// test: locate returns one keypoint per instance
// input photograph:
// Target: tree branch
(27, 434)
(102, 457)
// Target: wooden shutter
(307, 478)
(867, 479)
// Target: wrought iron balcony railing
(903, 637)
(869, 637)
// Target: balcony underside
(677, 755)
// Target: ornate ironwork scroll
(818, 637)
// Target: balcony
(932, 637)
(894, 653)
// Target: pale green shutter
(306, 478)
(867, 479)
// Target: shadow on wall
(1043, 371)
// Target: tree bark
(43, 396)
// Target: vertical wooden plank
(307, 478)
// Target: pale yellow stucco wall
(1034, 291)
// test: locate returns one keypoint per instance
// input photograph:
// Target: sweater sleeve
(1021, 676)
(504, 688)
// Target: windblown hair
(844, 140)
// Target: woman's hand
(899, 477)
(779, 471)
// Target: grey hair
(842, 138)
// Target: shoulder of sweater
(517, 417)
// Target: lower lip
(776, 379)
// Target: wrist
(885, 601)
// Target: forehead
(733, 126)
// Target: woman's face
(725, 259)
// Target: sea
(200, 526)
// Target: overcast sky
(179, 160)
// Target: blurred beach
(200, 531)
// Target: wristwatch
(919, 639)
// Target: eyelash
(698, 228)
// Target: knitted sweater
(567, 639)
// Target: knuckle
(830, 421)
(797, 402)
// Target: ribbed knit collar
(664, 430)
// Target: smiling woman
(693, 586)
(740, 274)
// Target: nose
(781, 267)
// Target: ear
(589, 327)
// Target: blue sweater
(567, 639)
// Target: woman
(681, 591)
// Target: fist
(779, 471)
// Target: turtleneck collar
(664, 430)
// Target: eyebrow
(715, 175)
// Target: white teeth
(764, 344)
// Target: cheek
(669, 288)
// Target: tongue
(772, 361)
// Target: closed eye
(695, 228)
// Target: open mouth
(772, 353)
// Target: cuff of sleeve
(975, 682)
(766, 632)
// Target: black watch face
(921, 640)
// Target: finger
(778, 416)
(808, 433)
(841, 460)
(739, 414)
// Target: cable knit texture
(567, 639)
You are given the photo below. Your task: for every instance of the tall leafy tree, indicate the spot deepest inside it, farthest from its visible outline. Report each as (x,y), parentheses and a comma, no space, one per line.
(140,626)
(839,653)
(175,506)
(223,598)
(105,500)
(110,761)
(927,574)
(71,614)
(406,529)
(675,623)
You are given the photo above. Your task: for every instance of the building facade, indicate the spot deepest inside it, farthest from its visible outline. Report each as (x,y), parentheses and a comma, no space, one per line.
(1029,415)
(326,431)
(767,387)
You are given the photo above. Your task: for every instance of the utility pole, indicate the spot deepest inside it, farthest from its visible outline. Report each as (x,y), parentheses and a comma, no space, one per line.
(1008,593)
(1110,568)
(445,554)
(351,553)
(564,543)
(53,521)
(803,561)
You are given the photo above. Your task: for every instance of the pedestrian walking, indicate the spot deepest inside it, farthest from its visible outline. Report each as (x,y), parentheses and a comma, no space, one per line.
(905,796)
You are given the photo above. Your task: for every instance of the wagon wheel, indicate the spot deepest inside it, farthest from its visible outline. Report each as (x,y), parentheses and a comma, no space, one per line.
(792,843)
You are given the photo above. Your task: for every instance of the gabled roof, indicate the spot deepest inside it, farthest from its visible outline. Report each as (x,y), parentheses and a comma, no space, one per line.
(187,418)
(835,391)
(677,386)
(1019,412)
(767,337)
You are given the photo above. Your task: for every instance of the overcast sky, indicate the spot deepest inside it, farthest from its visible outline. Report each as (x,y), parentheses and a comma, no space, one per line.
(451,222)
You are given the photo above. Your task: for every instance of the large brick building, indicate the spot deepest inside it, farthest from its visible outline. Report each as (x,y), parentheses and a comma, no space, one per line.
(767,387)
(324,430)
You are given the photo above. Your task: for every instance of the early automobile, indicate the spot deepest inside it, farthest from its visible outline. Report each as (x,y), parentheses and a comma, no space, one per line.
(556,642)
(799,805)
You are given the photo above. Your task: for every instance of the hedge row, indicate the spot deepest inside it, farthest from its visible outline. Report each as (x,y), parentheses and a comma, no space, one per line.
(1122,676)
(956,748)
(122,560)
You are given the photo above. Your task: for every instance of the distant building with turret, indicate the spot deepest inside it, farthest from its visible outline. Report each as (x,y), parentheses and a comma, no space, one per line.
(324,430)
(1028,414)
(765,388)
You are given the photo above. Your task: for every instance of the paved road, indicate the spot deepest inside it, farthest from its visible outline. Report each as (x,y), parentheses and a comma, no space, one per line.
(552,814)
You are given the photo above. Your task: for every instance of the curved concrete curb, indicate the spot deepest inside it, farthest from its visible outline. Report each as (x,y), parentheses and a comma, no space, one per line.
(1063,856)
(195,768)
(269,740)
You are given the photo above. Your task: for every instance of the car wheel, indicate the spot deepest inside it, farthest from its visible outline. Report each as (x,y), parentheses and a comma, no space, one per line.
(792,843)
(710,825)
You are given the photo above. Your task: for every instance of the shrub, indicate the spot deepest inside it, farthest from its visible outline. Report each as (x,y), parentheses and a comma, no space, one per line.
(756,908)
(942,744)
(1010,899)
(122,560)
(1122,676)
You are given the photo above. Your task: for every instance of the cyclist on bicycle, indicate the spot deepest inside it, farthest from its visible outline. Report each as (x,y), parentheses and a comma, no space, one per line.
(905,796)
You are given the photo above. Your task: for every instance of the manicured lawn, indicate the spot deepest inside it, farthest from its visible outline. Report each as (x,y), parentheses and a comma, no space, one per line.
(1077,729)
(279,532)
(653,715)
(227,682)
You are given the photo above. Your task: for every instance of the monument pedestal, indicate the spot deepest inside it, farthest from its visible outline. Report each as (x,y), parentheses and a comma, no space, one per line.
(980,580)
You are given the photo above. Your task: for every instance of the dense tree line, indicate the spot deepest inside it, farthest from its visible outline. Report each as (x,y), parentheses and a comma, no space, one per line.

THE PROBLEM >> Each record must be reproduced exactly, with nothing missing.

WRITTEN ANSWER >>
// test: locate returns one keypoint per instance
// input photograph:
// Target: tree branch
(27, 434)
(102, 457)
// Target: wooden shutter
(307, 478)
(867, 479)
// Target: wrought iron balcony railing
(903, 637)
(869, 637)
// Target: balcony underside
(677, 755)
// Target: ornate ironwork scroll
(818, 637)
// Target: balcony
(932, 637)
(894, 653)
// Target: pale green shutter
(306, 478)
(867, 479)
// Target: shadow on wall
(1043, 371)
// Target: tree bark
(43, 396)
// Target: vertical wooden plank
(307, 478)
// Target: pale yellow stucco wall
(1034, 291)
// test: locate returns one keypoint per instance
// input photograph:
// Target: sweater sleeve
(1021, 676)
(504, 688)
// Target: windblown hair
(844, 140)
// Target: woman's hand
(899, 477)
(779, 471)
// Target: grey hair
(842, 138)
// Target: shoulder of sweater
(517, 417)
// Target: lower lip
(776, 379)
// Target: wrist
(885, 601)
// Target: forehead
(733, 126)
// Target: woman's face
(725, 259)
// Target: sea
(200, 526)
// Target: overcast sky
(179, 160)
// Target: blurred beach
(200, 531)
// Target: wristwatch
(919, 639)
// Target: eyelash
(698, 228)
// Target: knitted sweater
(567, 639)
// Target: knuckle
(830, 421)
(797, 402)
// Target: ribbed knit collar
(664, 430)
// Target: smiling woman
(693, 586)
(740, 274)
// Target: nose
(781, 267)
// Target: ear
(589, 327)
// Target: blue sweater
(567, 639)
// Target: woman
(681, 591)
// Target: fist
(779, 471)
// Target: turtleneck collar
(664, 430)
// Target: eyebrow
(715, 175)
// Target: white teeth
(764, 344)
// Target: cheek
(669, 288)
// Target: tongue
(772, 361)
// Target: closed eye
(695, 228)
// Target: open mouth
(772, 353)
// Target: cuff of sleeve
(975, 682)
(766, 632)
// Target: black watch face
(921, 640)
// Target: finger
(778, 416)
(808, 433)
(841, 460)
(739, 414)
// Target: cable knit texture
(567, 639)
You are given the photo below. Your task: for every instance of the tall leafy tree, indicate the spot deepest inside it, farthest from its visible outline. Report each as (x,y), parentheses and a comma, no space, one per line.
(140,626)
(839,653)
(175,506)
(223,598)
(105,500)
(110,761)
(927,574)
(71,614)
(406,529)
(675,623)
You are given the photo above. Your task: for every instance of the building facade, indicate the spot deepest inside it, farthest from its visible outline. Report each as (x,y), parentheses and a comma, no space, one per line.
(1029,415)
(326,431)
(767,387)
You are given the photo above. Your task: for every instance of the utility pole, indicate the spot deepest inside it, farthest from its visible outline. Report each as (x,y), parentheses and a comma, no space, one per line.
(1008,593)
(1110,568)
(445,554)
(351,553)
(564,543)
(53,521)
(803,561)
You are given the photo above. Your task: for every instance of the pedestrian walking, indicate the spot deepest inside it, farthest from its visible outline. Report each as (x,y), parentheses and a comma, no space, one per line.
(905,796)
You are given the photo above. Your task: for every instance of the wagon wheel, indicate the spot deepest inside it, farthest from its visible outline. Report each as (x,y), parentheses and a comma, no space, one per line.
(792,843)
You are given the photo above. Your task: for every instance of the gabled roof, indicate the spot deepest inside it, farthest from its visible outline. Report each as (x,y), parentheses and a comma, no space, one per line.
(187,418)
(835,391)
(677,386)
(1019,412)
(767,337)
You are given the photo above. Your task: for every instance of the overcast sky, indicate the spot deepest inside it, farthest from its visible outline. Report each as (x,y), parentheses and a comma, no space, one per line.
(451,222)
You are given the photo above. Your task: for every instance of the large brick building, indicate the spot deepest inside it, farthest from its visible outline. Report each as (x,y), parentheses and a comma, no space, one per line.
(767,387)
(324,430)
You are given the photo above. Your task: for every instance of the early automobile, indicate the spot deepest inside it, farthest from its visible outline. Report each as (x,y), parentheses and a comma, no space, one per line.
(556,642)
(799,805)
You are given the photo above. Your task: for every instance of the hedge row, indicate the spot deepest inside it, farthest from its visible outline. Report each as (x,y), parentheses and a comma, no space, one per line.
(1122,676)
(956,748)
(122,560)
You are given the photo above. Your task: for every instance of the distant building with turret, indicate the spot deepest inside it, farthest from its visible outline. Report each as (x,y), parentheses and a comma, no space, one per line.
(324,430)
(1028,414)
(765,388)
You are given the photo above. Your task: for every instance of the paved road, indicate the spot deepest inside it, farthest from its visible outline. Report each as (x,y), parentheses and a comma, no space, one per line.
(552,814)
You are given the photo above. Your task: for every instance of the curved concrete curb, indicate the spot deepest inside it, farthest from its visible outline. Report each as (x,y), parentheses and a comma, no space, one per line.
(1063,856)
(195,768)
(269,740)
You are given the photo above. Your task: for every instance of the car wheel, indicate the spot deepest inside it, farthest from its visible outline. Report each as (x,y), parentheses and a comma, no space, one per line.
(792,843)
(710,825)
You are given the photo above. Your task: for every instance of the shrub, indicate the spot deepest inside it, farthest from its visible outline. Report each as (x,y), parentheses and a comma, no space, one per line.
(756,908)
(942,744)
(1010,899)
(122,560)
(1122,676)
You are given the photo above. Your task: for every instance of the cyclist on bicycle, indicate the spot deepest inside it, farthest from its visible outline. Report each as (x,y), parentheses and a comma, no space, one per line.
(905,796)
You are given the photo above. Your task: for every instance of the manicured lawn, indicate the spot deepest inside it, farthest from its visible outline. Report each as (x,y), parentheses and a comma, no space, one per line.
(1077,729)
(279,532)
(653,715)
(227,682)
You are given the photo above. Your task: for every instance of the monument pedestal, indicate the spot deepest inside it, farthest from its visible outline. Report each as (x,y), parentheses and a comma, no space, one per line.
(980,580)
You are given the photo above. Your task: for every instance of the dense tree line, indicate the spot deepest inside it, farthest from its visible outline. Report each as (x,y), parentheses and a comma, no space, one per line.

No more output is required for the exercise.